Dataset entries:

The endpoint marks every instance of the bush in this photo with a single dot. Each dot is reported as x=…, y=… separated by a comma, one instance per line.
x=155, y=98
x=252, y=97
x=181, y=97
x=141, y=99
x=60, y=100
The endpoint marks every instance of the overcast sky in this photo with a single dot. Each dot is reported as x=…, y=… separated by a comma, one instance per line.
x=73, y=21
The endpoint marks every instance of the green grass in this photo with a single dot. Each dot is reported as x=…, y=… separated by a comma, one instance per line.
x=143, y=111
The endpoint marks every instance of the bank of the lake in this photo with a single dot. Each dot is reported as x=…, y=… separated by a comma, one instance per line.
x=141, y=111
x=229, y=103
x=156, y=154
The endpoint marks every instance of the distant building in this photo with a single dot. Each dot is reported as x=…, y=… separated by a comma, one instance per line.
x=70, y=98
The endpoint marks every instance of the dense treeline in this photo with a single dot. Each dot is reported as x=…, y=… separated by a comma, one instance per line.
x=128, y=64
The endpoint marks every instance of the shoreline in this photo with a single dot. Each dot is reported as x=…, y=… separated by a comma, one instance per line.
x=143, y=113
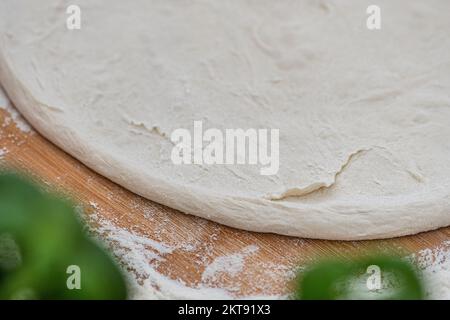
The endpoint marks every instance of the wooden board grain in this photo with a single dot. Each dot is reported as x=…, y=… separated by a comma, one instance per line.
x=264, y=270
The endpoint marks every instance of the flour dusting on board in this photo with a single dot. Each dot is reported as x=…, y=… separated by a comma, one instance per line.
x=141, y=256
x=3, y=152
x=435, y=267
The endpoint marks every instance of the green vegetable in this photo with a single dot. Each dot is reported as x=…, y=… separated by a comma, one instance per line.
x=50, y=239
x=373, y=277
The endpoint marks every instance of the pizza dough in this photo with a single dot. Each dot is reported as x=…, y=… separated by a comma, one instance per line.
x=363, y=115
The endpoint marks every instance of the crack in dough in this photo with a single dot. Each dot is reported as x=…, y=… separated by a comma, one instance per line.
x=305, y=191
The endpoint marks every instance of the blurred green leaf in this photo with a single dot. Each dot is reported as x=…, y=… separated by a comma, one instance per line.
x=49, y=238
x=338, y=279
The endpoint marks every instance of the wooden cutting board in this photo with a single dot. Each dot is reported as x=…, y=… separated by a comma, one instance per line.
x=268, y=265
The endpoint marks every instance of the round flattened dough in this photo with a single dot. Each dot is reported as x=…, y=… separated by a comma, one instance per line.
x=363, y=115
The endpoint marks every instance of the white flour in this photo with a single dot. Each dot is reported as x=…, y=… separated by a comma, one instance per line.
x=435, y=267
x=143, y=256
x=14, y=116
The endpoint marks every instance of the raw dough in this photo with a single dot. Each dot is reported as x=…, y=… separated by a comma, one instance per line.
x=364, y=116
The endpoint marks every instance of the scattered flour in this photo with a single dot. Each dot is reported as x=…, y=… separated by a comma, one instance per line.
x=141, y=255
x=435, y=267
x=230, y=264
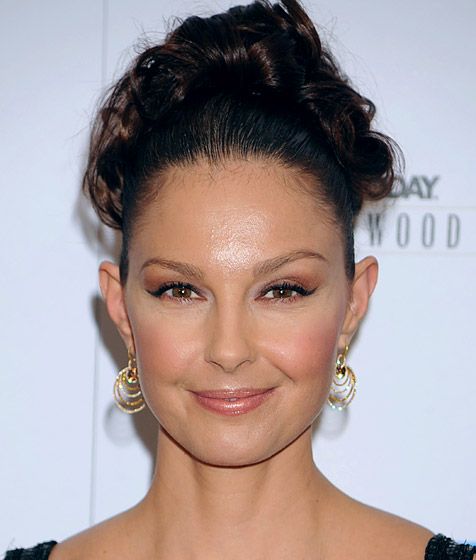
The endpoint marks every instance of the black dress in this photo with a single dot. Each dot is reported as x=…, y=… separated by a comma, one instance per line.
x=439, y=547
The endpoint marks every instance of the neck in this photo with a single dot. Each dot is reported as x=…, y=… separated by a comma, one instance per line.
x=196, y=506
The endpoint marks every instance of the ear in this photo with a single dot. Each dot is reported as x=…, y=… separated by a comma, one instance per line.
x=365, y=280
x=113, y=295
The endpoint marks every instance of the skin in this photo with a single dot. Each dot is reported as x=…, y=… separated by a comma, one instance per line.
x=242, y=486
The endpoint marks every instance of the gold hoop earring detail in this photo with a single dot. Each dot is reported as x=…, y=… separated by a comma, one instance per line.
x=127, y=391
x=344, y=384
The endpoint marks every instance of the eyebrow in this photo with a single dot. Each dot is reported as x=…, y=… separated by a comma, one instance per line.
x=260, y=269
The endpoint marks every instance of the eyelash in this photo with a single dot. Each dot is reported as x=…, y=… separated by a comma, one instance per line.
x=282, y=286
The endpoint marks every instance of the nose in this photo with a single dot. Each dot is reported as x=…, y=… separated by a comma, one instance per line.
x=229, y=338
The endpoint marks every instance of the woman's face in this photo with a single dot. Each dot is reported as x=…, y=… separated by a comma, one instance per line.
x=260, y=302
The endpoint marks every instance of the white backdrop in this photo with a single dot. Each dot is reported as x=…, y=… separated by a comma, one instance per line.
x=407, y=444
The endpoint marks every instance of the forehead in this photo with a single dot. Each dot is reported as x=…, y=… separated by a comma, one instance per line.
x=238, y=208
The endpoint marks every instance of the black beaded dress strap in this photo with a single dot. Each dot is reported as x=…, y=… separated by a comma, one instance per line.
x=440, y=547
x=39, y=552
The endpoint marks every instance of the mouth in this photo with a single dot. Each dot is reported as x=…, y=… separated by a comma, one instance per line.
x=231, y=402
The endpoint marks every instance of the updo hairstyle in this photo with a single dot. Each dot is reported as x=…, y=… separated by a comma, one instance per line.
x=252, y=81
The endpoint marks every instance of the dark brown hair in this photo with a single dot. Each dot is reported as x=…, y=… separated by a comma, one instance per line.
x=252, y=81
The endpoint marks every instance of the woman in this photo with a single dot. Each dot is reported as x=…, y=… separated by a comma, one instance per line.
x=235, y=158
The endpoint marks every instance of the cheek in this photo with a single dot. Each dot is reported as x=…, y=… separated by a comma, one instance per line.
x=308, y=352
x=165, y=348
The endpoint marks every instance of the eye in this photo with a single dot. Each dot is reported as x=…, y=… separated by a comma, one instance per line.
x=179, y=291
x=284, y=290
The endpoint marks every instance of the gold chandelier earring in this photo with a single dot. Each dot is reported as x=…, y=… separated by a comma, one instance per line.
x=344, y=384
x=127, y=391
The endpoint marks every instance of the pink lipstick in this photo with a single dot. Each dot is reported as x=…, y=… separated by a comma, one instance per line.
x=231, y=402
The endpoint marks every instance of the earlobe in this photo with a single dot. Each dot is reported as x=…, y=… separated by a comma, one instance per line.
x=113, y=294
x=363, y=285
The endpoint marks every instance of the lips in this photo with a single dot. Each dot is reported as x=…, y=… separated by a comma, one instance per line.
x=231, y=402
x=231, y=393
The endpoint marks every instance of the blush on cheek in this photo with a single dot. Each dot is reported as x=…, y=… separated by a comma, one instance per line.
x=164, y=353
x=308, y=354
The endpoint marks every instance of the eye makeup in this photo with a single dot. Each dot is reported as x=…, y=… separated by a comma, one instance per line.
x=183, y=288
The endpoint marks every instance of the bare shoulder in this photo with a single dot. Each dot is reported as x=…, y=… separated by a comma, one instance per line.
x=103, y=540
x=385, y=535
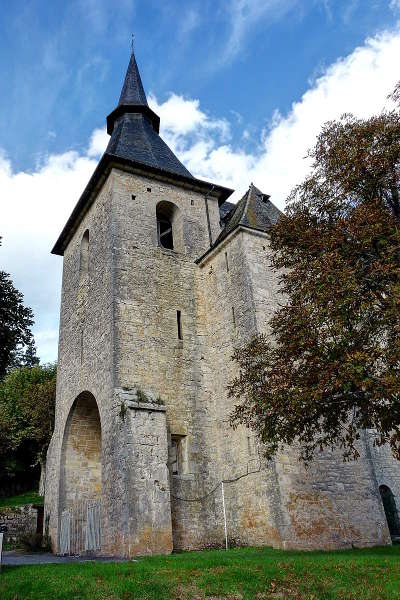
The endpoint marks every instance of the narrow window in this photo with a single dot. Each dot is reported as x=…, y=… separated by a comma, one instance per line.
x=165, y=237
x=179, y=324
x=81, y=346
x=249, y=446
x=177, y=454
x=226, y=262
x=84, y=257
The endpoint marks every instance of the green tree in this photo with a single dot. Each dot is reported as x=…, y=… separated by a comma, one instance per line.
x=331, y=366
x=27, y=404
x=15, y=326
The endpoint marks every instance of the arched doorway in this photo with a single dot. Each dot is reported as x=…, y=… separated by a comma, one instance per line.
x=80, y=483
x=390, y=508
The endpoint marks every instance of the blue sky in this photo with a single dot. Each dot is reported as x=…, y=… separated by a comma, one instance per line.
x=62, y=62
x=242, y=88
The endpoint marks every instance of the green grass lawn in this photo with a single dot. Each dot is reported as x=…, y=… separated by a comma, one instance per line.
x=21, y=500
x=247, y=573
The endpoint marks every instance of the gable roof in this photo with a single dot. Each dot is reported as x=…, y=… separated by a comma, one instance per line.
x=253, y=211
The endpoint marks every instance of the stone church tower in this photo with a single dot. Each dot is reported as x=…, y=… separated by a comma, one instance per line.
x=162, y=278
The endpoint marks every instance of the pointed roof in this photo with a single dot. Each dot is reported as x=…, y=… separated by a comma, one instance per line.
x=132, y=99
x=253, y=211
x=132, y=90
x=135, y=146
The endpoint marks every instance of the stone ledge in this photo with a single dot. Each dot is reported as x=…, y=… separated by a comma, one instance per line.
x=145, y=406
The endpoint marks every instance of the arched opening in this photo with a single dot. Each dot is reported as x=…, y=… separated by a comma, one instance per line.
x=169, y=231
x=80, y=482
x=84, y=256
x=390, y=508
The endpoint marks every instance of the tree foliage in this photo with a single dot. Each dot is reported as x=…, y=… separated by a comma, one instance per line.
x=27, y=404
x=16, y=343
x=331, y=365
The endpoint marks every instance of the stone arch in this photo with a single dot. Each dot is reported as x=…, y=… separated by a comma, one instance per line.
x=389, y=505
x=169, y=226
x=81, y=463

# PROMPT:
Find where "The endpoint marks every instance of the stone arch" occurs in the data, and please write out that line through the last line exactly, with nothing else.

# RESPONSE:
The endpoint marks every instance of the stone arch in this photo with a single dot. Each dot is reported as x=…, y=… separated by a comma, one instance per line.
x=389, y=505
x=169, y=226
x=81, y=463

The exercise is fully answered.